[start]

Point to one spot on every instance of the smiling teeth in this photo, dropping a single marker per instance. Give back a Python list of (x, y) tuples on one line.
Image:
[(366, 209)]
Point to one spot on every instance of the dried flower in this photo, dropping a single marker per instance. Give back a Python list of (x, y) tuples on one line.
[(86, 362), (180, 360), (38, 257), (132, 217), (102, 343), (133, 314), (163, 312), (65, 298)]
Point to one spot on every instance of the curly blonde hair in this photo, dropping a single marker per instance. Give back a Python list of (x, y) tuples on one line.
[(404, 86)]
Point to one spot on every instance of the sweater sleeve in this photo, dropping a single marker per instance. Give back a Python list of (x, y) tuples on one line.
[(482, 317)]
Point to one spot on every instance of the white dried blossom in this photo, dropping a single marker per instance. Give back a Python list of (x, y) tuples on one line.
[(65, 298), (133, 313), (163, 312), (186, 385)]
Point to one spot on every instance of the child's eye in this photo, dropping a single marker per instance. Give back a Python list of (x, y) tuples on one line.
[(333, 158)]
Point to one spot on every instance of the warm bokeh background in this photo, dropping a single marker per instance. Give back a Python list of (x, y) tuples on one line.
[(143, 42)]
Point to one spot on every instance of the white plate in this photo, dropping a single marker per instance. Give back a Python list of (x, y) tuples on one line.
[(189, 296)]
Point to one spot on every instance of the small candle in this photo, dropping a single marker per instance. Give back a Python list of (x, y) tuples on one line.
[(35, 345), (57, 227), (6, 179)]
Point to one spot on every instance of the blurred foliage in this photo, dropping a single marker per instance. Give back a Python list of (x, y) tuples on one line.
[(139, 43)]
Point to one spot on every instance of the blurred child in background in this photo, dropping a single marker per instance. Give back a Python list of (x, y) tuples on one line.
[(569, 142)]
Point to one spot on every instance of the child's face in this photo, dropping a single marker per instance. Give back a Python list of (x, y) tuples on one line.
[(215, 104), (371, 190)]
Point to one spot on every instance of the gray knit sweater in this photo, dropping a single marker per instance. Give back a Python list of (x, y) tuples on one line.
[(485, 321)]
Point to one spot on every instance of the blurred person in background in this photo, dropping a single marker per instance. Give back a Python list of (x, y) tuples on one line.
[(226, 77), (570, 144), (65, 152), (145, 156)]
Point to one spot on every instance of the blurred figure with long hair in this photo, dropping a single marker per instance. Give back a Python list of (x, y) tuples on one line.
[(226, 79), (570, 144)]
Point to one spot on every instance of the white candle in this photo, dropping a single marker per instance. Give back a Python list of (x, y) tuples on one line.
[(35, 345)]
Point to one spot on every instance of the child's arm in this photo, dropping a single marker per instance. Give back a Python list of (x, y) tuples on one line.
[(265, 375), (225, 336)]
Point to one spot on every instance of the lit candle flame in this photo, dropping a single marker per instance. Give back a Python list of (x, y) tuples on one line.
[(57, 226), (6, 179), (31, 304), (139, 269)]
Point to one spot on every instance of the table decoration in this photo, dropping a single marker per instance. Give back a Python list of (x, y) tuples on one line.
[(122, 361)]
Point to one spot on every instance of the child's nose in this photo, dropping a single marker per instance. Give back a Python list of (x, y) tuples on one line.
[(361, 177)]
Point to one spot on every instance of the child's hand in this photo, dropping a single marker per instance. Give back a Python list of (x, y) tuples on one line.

[end]

The records above should all be quoted exactly, please.

Completed exercise »
Point to one spot on every instance of the smiling teeth in this photo, dropping a single marker per instance. Give back a Python list of (x, y) tuples on one line.
Image:
[(366, 209)]
Point to one spot on every instance of the dried flower in this photo, dropping a single marker per instance. Give back a Python list of (x, y) tuples on one line.
[(86, 362), (180, 360), (38, 257), (132, 217), (102, 343), (133, 314), (163, 312), (65, 298)]
Point to one spot on every instance of the curly blonde hair in this photo, dropping a single marker per instance. Give back a Python list of (x, y) tuples on one line.
[(404, 86)]
Point to one spot on every instance of the sweater sleeve in this photo, dropping a single marker per instance. Give back a Python list of (x, y) tuples on one line.
[(482, 317)]
Point to one spot on every instance of the white dried blossom in this photo, dropping a single marker per instance. Give back a Python list of (x, y) tuples on one line.
[(65, 298), (133, 313), (163, 312), (186, 385)]
Point to one spot on every instance of the child's eye in this photo, dropping a single marker per instance. Give back a Python list of (x, y) tuples on one line.
[(333, 158)]
Point to one spot on every instance of the warm bokeh background in this photo, dropping a single marker per instance. Give back a Python list of (x, y) tuples on one line.
[(143, 42)]
Point to one spot on every instance of the white plate in this photo, dropping a single marker per instance. Give back a Python list of (x, y) tuples on one line.
[(189, 296)]
Point to one spot on every instance of the small candle in this photo, dropping a single marker per instance. Give back a Python list of (x, y) tuples on one line.
[(35, 345), (57, 227), (6, 179)]
Point to one spot on every instance of the blurred foliage in this photo, dropping a single marker per instance. Give back a Python list of (x, y) tuples on one line.
[(139, 43)]
Point to one spot on every instance of the blurred child in background in this photo, dropping a single marker per instance. Give back a Python list of (x, y) tuples on one line.
[(569, 142)]
Point to one spot on every instance of the child's face in this photo, dropping a single marker per instance. Give back a Python list of (x, y) tuples on one line.
[(215, 104), (371, 190)]
Point to one spot on every instance of the gray knit sweater in this photo, dropping a single marker per instance. Give back a Python list of (x, y) tuples on one line.
[(485, 321)]
Point to one spot on every instance of the blurred person in background in this photo, dropping a single marker per instance. Give back a Python list of (x, y) tuples on one line.
[(226, 77), (570, 144), (65, 152), (145, 156)]
Point to one spot on every instance of the blurred figure with long hair in this photo, dropping a single marker per instance. Give back a Python list of (x, y) tuples on one line.
[(226, 79), (570, 144)]
Point to one spot on every instance of the white candle in this photo, dropping a single marker per instance. Give back a Python list of (x, y) tuples on one line.
[(35, 345)]
Point to one spot on every instance of the child's arm in this photo, dropping a single marker per instance. Give back a Python list of (x, y) tuples on one line.
[(265, 375), (225, 336)]
Point to one spot on every instance of the lit candle flame in this photo, dropping a single marker per instance. Give back a Python list of (x, y) tuples on one line.
[(57, 226), (6, 179), (31, 304), (139, 269)]
Point to one spot on every instance of the table decoration in this photo, dropping a single marker per instance. Give back a Python list of (x, y) tuples on one line.
[(122, 361)]
Point to one spot on every instance of the child's nose in this photo, dropping a single marker per instance. Give back a Python list of (x, y) tuples on one line.
[(361, 177)]
Point to one spot on every instance of the child's hand in this photo, dropping a single marker per instance. Give back a Python list of (x, y) tuples on one line.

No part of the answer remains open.